=== DIRECTIVE ===
Could you echo, word for word, the part of the material that opens with the line containing "look for white cloud" and runs through the end of the material?

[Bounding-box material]
┏━━

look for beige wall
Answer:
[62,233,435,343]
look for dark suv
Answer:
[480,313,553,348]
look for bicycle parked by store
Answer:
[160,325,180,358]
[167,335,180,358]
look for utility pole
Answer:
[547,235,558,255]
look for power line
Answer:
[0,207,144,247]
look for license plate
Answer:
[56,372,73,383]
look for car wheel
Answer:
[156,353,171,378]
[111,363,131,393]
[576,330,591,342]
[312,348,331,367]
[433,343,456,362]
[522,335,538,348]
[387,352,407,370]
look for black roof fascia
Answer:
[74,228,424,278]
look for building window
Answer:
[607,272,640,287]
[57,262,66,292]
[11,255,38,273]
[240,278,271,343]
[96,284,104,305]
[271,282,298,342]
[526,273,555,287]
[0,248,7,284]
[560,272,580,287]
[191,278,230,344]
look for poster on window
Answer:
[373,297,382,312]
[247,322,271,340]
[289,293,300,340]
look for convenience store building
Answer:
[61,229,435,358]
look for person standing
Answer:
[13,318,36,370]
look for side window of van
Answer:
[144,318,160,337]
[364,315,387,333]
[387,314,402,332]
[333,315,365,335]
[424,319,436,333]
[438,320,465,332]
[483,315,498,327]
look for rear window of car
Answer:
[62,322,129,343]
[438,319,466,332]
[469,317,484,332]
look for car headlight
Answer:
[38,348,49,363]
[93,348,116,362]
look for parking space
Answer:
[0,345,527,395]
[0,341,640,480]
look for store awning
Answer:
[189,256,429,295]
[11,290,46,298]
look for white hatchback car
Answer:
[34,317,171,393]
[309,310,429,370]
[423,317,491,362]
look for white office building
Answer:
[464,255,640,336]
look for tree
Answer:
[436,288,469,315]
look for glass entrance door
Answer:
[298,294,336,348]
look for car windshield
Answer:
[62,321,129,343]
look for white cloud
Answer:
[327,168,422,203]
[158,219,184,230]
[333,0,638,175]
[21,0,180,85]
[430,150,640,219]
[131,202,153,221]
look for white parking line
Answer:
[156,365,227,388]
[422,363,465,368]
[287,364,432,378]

┗━━

=== SOLUTION FOR THIS EXERCISE ===
look for white cloud
Answer:
[327,168,422,203]
[158,219,184,230]
[333,0,638,175]
[21,0,180,85]
[430,150,640,219]
[131,202,153,221]
look for white parking line
Answer:
[156,365,227,388]
[422,363,465,368]
[287,364,432,378]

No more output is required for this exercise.